GOAL: Filter the material below, keeping only the lines that contain the word "wooden", and copy each of those lines out in full.

SOURCE MATERIAL:

********

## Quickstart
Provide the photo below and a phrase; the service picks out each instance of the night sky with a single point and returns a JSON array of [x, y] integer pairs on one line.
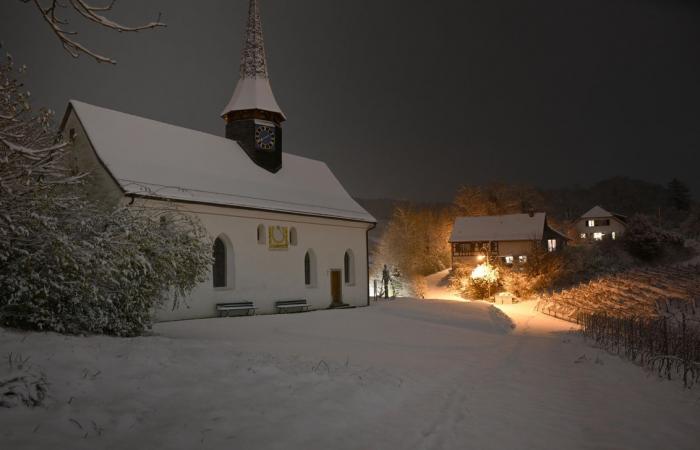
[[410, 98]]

********

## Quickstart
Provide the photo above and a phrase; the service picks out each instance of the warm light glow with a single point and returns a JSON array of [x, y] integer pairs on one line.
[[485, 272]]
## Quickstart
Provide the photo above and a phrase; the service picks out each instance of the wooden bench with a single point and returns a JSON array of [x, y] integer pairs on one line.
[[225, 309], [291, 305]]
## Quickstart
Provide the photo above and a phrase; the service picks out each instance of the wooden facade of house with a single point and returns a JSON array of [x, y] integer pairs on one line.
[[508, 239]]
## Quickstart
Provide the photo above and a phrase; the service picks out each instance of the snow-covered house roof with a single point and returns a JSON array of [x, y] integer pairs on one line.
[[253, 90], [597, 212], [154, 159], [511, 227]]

********

RESULT BELOW:
Provide the photo above and a phrase; the service picks out each instance of the wooden bench with a single point and returns a JSON array of [x, y] integer pairs on one line.
Provide the photo above and a phrase; the service picks out each instance of the wooden facade of house with a single point and returns a JSON array of [x, y] integer pairs on one line.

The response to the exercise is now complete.